━━━━━ Listed entries ━━━━━

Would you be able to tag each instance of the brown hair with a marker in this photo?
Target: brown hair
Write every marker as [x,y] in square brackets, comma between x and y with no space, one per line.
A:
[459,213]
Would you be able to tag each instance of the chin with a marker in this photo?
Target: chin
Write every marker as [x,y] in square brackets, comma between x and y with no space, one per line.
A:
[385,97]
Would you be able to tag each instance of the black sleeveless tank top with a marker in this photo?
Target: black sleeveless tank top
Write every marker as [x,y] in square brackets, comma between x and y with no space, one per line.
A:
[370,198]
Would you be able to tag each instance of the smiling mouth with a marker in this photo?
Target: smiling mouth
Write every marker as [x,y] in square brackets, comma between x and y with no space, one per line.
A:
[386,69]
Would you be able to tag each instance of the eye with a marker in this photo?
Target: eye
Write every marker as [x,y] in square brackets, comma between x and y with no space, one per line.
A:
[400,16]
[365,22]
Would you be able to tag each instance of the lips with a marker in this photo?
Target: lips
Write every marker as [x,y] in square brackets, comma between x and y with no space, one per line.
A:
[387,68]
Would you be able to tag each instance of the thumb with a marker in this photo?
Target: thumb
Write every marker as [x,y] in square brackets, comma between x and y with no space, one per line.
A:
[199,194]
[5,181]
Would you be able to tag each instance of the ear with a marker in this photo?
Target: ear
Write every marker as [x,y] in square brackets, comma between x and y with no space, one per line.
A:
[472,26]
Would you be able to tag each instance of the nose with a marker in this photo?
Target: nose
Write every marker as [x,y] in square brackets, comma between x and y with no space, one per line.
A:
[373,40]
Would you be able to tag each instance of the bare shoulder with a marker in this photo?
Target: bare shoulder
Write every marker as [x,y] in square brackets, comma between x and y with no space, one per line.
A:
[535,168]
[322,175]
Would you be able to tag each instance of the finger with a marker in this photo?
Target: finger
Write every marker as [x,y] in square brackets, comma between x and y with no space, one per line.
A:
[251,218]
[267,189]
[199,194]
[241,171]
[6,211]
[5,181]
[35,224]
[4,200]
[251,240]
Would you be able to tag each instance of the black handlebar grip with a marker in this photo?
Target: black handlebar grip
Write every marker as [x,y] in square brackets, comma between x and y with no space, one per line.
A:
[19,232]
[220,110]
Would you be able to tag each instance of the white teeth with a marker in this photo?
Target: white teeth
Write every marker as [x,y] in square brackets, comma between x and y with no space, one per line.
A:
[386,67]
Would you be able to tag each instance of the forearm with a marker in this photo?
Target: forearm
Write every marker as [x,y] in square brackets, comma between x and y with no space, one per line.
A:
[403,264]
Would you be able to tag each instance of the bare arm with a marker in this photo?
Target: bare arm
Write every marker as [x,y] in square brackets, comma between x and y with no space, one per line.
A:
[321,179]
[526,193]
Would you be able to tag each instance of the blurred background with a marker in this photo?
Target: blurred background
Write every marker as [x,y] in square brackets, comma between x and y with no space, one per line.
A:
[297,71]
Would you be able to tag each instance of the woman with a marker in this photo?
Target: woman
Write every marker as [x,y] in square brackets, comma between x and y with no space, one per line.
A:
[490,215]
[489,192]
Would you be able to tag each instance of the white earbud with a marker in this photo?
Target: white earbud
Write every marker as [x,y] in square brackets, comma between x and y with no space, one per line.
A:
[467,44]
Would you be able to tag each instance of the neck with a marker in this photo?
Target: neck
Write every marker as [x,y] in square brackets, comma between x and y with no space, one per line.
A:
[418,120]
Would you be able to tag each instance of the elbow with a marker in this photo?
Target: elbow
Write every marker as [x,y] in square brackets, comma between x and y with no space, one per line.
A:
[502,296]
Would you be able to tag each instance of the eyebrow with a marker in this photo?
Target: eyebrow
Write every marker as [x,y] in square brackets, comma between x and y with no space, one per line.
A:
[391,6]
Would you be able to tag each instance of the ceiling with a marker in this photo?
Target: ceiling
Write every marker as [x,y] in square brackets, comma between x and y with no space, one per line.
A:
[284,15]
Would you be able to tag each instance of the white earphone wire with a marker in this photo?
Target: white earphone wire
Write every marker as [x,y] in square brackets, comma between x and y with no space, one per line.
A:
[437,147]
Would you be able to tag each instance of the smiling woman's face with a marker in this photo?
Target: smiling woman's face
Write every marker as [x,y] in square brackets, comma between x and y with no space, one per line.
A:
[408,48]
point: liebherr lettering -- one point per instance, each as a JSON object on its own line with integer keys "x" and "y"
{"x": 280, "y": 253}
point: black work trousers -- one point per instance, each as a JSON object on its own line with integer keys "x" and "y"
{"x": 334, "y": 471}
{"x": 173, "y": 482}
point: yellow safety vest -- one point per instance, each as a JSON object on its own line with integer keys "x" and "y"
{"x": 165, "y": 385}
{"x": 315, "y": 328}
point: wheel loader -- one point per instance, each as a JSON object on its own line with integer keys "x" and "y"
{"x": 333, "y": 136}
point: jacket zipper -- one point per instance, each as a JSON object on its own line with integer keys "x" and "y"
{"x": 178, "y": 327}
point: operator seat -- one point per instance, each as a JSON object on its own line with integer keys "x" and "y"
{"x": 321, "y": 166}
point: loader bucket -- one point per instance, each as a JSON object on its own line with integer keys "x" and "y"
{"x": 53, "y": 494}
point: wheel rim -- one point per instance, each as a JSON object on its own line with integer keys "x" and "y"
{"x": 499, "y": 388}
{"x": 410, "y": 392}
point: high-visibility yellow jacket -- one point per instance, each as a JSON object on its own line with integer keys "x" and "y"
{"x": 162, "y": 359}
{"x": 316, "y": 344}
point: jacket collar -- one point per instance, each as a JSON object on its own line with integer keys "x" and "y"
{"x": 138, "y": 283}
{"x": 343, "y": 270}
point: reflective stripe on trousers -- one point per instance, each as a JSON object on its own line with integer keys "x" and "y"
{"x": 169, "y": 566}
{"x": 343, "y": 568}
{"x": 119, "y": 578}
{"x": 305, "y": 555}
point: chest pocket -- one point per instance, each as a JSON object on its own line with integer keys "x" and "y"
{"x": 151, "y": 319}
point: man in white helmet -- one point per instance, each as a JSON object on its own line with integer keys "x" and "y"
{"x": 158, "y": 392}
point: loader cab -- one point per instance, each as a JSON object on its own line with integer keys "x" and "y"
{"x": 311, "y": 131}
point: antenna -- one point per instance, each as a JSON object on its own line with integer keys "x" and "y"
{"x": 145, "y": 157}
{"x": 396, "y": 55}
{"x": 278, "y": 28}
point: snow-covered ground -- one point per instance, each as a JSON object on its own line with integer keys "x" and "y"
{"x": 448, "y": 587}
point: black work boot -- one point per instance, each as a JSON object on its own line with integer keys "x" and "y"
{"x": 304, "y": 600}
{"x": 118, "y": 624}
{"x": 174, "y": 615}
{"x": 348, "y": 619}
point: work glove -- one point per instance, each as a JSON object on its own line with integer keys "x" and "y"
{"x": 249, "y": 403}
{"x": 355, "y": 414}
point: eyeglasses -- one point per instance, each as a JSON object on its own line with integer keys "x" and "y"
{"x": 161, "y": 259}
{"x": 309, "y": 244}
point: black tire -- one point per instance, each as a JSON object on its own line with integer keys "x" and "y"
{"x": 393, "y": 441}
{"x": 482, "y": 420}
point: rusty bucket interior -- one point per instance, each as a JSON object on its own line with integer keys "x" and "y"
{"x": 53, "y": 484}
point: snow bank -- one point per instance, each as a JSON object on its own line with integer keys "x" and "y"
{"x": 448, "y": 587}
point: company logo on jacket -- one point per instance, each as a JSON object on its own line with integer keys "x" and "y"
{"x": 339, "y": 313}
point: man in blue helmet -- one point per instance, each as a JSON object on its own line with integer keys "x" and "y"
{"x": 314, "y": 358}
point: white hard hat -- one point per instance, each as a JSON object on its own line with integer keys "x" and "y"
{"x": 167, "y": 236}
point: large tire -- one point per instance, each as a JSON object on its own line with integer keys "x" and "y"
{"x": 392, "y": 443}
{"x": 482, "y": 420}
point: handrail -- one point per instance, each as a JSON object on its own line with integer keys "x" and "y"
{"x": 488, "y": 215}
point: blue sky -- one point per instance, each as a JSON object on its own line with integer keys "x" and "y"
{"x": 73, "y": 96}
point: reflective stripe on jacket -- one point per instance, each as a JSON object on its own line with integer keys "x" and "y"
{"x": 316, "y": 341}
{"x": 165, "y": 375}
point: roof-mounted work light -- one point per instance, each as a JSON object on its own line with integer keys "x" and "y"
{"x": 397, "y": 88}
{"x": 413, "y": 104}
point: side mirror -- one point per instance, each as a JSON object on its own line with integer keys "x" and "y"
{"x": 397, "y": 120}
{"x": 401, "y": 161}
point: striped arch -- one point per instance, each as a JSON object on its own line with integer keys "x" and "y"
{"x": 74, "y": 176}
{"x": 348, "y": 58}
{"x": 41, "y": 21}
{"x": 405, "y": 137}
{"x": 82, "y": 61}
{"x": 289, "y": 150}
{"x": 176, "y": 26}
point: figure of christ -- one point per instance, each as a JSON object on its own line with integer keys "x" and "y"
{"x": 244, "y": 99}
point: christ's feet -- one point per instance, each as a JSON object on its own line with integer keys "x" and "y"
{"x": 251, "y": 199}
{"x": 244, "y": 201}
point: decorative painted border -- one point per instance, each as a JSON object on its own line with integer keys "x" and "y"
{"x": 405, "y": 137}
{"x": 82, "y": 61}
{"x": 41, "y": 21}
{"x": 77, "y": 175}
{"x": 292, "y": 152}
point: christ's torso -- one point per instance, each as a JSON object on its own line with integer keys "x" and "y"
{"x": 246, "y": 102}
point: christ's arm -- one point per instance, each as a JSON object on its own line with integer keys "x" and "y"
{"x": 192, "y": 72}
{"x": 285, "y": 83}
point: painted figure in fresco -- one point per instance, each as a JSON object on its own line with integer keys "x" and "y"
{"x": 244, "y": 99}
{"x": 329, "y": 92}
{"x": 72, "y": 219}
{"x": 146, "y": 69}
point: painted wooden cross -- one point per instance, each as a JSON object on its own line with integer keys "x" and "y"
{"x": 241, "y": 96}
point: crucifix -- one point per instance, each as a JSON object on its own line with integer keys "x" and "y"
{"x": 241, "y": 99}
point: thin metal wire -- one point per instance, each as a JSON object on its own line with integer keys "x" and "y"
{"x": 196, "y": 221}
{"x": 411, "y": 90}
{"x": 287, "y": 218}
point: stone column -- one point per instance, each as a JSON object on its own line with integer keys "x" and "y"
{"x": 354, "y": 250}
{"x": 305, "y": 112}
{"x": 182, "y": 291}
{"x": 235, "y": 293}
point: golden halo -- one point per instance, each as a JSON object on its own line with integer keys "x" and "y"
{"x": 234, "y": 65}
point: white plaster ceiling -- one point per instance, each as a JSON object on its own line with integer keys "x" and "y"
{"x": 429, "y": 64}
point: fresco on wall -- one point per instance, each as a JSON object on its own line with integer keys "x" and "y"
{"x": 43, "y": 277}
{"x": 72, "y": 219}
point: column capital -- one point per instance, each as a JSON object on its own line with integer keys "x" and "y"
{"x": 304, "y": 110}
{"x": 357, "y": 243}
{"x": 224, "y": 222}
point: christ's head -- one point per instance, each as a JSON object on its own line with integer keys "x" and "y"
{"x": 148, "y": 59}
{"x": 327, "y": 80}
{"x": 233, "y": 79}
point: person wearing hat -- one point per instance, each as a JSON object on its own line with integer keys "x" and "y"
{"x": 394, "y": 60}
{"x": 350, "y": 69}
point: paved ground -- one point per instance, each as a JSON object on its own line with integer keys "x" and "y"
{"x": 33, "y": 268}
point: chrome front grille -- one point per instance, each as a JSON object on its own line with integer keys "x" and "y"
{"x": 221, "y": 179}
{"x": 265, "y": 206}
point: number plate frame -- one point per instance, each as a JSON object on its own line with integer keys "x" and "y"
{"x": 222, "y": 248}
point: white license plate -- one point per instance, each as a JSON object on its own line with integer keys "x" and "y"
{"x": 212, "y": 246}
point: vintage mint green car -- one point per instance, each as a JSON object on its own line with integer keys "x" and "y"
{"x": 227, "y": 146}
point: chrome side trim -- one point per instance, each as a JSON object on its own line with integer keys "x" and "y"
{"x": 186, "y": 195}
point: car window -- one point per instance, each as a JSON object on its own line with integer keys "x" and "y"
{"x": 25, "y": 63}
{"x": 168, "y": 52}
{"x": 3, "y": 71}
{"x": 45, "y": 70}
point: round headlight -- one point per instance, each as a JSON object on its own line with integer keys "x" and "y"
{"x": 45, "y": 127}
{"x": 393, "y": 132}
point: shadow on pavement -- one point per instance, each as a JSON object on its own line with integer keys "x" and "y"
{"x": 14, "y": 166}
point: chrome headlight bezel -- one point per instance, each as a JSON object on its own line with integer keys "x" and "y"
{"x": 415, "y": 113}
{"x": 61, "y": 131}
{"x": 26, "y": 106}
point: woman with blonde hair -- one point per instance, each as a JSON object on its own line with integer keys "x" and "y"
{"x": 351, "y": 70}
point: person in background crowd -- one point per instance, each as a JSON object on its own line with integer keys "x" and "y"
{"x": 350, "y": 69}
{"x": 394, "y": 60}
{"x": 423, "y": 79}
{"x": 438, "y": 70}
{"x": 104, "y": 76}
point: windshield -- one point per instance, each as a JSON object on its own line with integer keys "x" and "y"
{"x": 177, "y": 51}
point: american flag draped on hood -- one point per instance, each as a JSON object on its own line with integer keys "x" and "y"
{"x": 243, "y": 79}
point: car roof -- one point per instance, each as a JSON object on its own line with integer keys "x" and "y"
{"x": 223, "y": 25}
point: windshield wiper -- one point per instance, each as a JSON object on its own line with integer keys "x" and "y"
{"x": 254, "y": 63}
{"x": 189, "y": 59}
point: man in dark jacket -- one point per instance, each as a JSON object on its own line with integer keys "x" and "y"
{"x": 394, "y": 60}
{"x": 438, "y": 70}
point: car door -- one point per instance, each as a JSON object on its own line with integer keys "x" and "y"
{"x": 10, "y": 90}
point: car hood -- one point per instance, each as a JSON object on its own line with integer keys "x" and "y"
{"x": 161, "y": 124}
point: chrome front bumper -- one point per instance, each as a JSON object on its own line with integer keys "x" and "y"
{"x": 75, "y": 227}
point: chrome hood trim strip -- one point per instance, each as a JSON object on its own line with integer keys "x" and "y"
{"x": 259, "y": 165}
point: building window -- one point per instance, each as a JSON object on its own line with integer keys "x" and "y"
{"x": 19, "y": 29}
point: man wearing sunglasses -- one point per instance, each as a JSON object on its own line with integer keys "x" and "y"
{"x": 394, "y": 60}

━━━━━

▸ Activity
Your task is to repeat the records exactly. Begin at their first line and stop after the line containing "Target: chin".

▸ Result of the task
Would you be able to tag each instance of the brown hair with a marker in this photo?
Target: brown hair
Write every marker as [x,y] in square brackets, comma between x and y with no space, one per line.
A:
[459,213]
Would you be able to tag each instance of the chin with a marker in this photo?
Target: chin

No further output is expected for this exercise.